### Exercise aim
Please print the lines below exactly, starting at the first line and ending at the line that contains "[[[13,2],[18,2],[20,0],[0,0],[0,4],[5,4],[5,3],[13,3]]]". Leave the pictures out.

═══

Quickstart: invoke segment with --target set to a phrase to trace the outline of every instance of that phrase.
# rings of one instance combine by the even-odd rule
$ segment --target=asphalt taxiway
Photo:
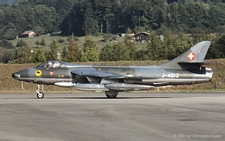
[[[0,141],[224,141],[225,93],[0,94]]]

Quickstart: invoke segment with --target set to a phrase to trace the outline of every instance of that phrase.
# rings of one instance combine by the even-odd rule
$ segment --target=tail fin
[[[199,69],[201,65],[207,64],[207,62],[203,61],[210,43],[210,41],[199,42],[178,57],[159,66],[171,69]]]

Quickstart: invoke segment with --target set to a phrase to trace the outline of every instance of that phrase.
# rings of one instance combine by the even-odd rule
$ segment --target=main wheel
[[[42,93],[42,92],[39,92],[39,93],[37,93],[37,98],[38,99],[42,99],[42,98],[44,98],[44,93]]]
[[[116,98],[118,95],[117,91],[107,91],[105,92],[107,98]]]

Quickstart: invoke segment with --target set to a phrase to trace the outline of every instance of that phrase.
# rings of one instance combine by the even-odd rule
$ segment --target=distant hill
[[[13,2],[18,2],[20,0],[0,0],[0,4],[5,4],[5,3],[13,3]]]

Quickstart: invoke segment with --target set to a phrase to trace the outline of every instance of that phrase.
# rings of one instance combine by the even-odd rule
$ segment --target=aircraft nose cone
[[[12,77],[13,77],[13,78],[18,78],[18,77],[20,77],[20,74],[18,74],[18,73],[13,73],[13,74],[12,74]]]

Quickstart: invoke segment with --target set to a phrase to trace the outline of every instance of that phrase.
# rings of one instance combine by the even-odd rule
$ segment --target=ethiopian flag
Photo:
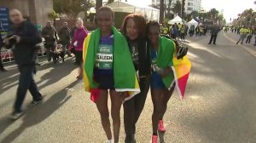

═══

### Exercise result
Quickstart: invoke segment with --target set to a phrase to trace the outline of every instance of that phrase.
# rings of one instance combine by the even-odd rule
$ segment --target=asphalt taxiway
Photo:
[[[0,141],[224,141],[225,93],[0,94]]]

Quickstart: invoke segment with --target set to a phrase to trace the outline of every instance of that phrase.
# rings of one instance combine by the even-odd rule
$ segment --target=tail fin
[[[199,69],[201,65],[207,64],[207,62],[203,61],[210,43],[210,41],[199,42],[178,57],[159,66],[171,69]]]

Quickstart: invoke segment with --target set to a phrase to trace the outline of every instance of that phrase.
# rings of one instance combine by the even-odd rule
$ segment --target=main wheel
[[[42,93],[42,92],[39,92],[39,93],[37,93],[37,98],[38,99],[42,99],[42,98],[44,98],[44,93]]]
[[[116,98],[118,95],[117,91],[107,91],[105,92],[107,98]]]

Quickstart: invoke segment with --target set to a phrase to trace the outline of every instance of that phrase.
# rings of one instance combine by the even-odd rule
$ segment --target=distant hill
[[[13,2],[18,2],[20,0],[0,0],[0,4],[5,4],[5,3],[13,3]]]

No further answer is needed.